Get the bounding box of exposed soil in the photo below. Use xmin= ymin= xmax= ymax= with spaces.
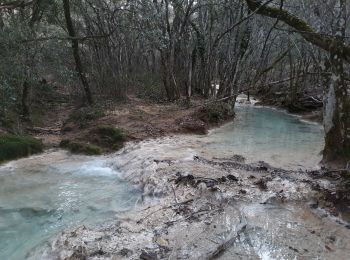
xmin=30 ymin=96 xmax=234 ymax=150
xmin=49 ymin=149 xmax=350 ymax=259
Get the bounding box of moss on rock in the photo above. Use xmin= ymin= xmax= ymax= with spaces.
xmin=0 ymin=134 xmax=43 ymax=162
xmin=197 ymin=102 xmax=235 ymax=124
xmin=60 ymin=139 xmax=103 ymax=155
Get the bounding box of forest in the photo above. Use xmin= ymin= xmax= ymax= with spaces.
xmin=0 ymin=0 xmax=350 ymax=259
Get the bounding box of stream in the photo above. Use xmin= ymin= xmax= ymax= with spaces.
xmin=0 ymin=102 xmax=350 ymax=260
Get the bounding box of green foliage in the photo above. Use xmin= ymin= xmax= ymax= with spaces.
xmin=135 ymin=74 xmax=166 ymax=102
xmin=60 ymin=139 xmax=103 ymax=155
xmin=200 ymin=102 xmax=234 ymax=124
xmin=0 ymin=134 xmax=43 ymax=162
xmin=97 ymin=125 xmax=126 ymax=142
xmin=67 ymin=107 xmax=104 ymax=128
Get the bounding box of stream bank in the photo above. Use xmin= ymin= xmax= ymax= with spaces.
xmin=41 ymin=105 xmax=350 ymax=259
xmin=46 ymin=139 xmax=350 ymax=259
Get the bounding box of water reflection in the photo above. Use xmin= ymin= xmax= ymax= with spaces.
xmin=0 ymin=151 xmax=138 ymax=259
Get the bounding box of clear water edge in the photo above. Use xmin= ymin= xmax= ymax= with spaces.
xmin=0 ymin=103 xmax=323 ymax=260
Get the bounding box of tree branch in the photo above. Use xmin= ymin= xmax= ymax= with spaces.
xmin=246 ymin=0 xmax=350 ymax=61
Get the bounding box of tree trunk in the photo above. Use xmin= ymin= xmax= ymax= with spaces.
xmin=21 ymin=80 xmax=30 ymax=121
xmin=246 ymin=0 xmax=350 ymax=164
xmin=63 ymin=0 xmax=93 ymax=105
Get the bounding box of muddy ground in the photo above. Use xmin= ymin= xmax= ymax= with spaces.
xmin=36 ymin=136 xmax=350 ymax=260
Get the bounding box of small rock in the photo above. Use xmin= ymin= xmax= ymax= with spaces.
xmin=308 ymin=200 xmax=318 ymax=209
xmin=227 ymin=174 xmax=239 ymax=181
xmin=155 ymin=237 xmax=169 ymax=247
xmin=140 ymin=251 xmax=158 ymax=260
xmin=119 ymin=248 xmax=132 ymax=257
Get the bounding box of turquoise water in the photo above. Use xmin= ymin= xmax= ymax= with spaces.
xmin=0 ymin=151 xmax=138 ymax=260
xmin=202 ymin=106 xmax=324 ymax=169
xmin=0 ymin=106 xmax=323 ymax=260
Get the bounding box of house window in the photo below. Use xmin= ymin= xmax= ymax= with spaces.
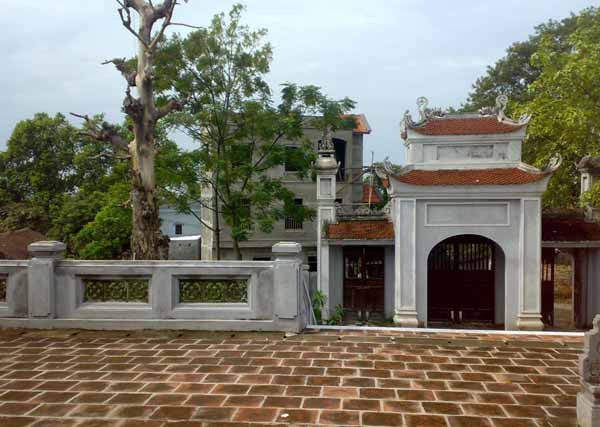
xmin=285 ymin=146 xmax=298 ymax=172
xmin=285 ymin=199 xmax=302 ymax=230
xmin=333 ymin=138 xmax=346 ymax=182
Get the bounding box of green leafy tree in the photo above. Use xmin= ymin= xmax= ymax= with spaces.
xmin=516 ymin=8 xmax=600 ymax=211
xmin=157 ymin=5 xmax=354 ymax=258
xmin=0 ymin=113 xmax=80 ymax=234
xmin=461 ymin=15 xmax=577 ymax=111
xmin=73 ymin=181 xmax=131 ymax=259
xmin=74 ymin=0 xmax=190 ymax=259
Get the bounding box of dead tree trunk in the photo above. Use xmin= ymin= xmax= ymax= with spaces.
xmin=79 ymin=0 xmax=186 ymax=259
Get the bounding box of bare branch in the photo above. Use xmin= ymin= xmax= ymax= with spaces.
· · · · · · ·
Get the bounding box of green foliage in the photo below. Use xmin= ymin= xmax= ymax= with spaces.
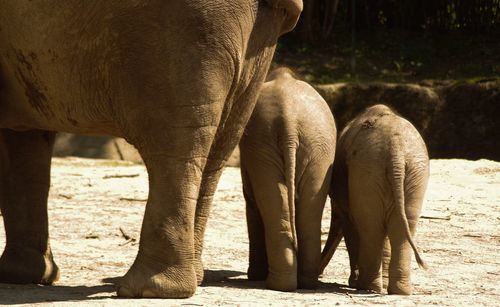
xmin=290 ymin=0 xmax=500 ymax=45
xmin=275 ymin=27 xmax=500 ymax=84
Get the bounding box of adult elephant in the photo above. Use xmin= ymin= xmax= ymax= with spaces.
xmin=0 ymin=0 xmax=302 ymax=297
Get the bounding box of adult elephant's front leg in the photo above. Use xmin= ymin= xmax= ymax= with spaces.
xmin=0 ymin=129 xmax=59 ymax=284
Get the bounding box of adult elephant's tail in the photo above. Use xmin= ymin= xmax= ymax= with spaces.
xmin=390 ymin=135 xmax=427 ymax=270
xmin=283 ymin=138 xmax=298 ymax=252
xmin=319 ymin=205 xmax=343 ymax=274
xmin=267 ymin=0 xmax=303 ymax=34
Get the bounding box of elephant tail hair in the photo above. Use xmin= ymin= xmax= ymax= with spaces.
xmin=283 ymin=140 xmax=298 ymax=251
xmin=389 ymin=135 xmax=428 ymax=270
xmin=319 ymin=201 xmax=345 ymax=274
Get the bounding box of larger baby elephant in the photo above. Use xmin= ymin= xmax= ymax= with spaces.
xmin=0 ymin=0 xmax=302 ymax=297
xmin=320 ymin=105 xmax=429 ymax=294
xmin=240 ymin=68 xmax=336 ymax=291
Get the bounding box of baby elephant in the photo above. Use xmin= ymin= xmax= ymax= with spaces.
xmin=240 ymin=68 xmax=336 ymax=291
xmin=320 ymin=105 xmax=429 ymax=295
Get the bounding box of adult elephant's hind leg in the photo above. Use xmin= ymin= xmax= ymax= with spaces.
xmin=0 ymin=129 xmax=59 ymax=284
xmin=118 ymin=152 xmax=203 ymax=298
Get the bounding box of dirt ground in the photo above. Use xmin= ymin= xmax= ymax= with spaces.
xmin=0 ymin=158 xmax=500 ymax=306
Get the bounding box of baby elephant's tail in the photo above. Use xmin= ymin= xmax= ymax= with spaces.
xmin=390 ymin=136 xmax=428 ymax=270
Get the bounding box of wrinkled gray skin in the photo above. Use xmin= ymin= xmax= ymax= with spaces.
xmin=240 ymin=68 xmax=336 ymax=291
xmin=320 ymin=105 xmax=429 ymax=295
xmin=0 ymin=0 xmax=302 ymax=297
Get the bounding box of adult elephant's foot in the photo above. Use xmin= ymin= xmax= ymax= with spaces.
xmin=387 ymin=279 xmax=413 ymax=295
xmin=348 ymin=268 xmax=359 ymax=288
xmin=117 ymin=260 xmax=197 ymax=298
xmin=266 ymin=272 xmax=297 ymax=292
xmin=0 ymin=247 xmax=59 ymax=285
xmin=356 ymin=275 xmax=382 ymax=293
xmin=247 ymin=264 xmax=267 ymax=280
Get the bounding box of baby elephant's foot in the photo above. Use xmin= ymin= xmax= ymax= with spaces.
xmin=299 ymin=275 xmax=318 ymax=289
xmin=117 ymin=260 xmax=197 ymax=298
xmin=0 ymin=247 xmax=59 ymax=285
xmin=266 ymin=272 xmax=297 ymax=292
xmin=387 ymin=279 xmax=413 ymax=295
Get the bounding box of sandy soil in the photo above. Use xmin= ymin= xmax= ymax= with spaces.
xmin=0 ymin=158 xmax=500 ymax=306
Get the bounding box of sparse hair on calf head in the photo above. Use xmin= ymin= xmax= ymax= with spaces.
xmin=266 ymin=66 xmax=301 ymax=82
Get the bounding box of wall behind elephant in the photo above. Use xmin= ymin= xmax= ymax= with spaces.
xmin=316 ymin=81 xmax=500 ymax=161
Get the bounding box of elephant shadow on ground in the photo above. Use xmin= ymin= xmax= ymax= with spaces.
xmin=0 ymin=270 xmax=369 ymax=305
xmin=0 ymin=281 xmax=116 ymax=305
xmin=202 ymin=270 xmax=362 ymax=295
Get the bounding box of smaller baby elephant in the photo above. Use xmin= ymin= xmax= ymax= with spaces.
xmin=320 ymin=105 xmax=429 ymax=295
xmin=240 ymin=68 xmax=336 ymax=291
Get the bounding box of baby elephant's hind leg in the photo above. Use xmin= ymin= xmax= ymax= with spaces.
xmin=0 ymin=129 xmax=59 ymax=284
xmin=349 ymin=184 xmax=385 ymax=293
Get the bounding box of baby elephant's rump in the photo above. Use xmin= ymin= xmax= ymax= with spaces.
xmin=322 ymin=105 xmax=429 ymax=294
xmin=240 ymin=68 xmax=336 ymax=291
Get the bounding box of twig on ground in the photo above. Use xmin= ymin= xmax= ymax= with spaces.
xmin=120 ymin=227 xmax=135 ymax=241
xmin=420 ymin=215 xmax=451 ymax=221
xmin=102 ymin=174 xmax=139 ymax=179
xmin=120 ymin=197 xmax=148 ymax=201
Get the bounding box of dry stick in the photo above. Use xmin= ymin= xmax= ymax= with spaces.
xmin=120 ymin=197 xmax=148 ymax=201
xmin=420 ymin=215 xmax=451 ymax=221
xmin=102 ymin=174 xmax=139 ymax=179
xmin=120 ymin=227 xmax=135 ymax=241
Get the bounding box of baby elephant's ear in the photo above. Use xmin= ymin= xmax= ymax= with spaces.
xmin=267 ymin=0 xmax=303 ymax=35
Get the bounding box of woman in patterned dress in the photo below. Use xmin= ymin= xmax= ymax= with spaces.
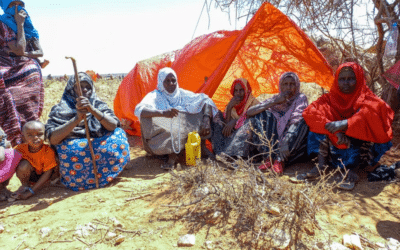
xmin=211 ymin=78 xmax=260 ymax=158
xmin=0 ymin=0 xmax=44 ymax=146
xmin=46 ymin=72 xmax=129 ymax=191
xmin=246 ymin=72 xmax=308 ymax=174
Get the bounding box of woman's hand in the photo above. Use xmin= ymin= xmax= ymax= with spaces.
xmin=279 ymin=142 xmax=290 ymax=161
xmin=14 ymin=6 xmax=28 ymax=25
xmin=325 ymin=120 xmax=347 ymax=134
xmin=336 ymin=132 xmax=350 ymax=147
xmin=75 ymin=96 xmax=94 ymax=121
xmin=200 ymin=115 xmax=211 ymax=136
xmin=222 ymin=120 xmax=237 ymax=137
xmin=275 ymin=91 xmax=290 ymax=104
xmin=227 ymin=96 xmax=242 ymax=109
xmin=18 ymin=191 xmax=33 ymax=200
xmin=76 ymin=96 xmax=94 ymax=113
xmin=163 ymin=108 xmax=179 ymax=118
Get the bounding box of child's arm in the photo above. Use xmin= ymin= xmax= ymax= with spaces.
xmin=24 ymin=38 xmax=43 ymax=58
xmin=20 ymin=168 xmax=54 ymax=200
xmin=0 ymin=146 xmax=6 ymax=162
· · · · · · ·
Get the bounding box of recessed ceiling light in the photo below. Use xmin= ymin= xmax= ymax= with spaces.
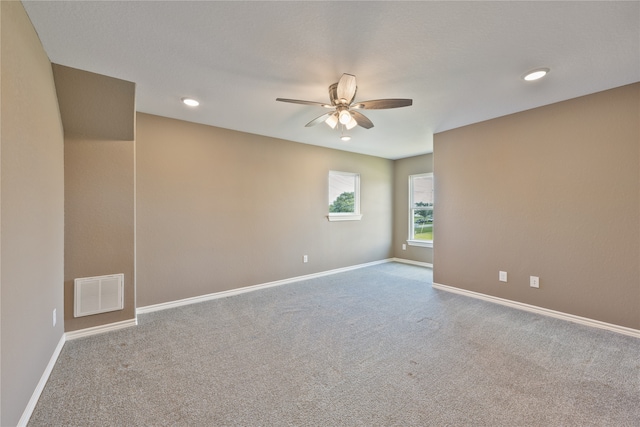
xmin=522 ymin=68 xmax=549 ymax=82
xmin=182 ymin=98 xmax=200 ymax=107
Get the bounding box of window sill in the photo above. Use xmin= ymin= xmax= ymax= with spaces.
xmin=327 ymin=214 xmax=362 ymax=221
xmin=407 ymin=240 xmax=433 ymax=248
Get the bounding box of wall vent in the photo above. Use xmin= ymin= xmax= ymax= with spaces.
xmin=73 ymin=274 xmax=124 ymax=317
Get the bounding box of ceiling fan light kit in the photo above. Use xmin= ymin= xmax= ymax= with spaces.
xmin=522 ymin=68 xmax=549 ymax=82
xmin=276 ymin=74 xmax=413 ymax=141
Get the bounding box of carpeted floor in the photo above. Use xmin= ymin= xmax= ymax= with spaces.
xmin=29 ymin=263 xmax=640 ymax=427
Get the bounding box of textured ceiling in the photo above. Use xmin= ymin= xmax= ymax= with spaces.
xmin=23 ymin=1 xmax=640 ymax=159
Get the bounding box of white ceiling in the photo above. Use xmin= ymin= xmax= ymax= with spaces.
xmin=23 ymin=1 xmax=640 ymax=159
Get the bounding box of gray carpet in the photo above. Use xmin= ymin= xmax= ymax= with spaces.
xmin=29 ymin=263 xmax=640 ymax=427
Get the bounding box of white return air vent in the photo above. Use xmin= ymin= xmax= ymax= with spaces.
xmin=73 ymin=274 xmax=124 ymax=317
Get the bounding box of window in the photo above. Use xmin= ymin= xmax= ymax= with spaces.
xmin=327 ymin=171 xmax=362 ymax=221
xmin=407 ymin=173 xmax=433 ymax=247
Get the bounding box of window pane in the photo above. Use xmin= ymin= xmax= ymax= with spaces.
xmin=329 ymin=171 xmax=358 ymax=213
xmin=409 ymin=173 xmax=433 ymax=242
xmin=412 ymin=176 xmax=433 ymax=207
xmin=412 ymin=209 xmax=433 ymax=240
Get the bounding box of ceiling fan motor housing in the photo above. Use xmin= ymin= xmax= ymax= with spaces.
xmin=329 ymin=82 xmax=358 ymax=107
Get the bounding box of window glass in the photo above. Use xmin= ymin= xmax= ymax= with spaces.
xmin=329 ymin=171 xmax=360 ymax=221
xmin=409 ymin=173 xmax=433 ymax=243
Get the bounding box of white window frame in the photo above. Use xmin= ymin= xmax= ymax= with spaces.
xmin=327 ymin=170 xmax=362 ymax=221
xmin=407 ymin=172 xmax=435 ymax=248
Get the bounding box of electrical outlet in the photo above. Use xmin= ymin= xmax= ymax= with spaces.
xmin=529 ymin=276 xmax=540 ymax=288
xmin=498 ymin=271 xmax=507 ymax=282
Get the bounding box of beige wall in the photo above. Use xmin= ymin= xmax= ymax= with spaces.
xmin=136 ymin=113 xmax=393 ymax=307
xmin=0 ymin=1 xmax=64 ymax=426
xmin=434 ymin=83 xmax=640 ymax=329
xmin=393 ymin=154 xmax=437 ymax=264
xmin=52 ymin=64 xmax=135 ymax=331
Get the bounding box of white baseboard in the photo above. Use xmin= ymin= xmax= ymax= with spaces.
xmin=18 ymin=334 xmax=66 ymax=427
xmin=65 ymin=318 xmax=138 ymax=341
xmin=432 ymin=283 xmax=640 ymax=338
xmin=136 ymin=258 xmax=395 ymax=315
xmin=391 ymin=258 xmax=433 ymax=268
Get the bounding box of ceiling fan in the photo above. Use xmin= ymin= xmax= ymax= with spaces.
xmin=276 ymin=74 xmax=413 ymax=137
· · · · · · ·
- TASK TO COMPLETE
Convert the stretch of the listing from the line containing "Get the bounding box of window glass" through the line containing "xmin=498 ymin=271 xmax=507 ymax=282" into a JSON array of strings, one string per line, omitting any blank lines.

- RESULT
[
  "Get the bounding box of window glass in the photo above. Use xmin= ymin= xmax= ymax= with spaces.",
  "xmin=329 ymin=171 xmax=360 ymax=221",
  "xmin=409 ymin=173 xmax=433 ymax=243",
  "Get the bounding box of white window frame in the photo above. Use xmin= ymin= xmax= ymax= with spaces.",
  "xmin=327 ymin=170 xmax=362 ymax=221",
  "xmin=407 ymin=172 xmax=435 ymax=248",
  "Get the bounding box of electrical outlet in the photo above. Use xmin= ymin= xmax= ymax= with spaces.",
  "xmin=529 ymin=276 xmax=540 ymax=288",
  "xmin=498 ymin=271 xmax=507 ymax=282"
]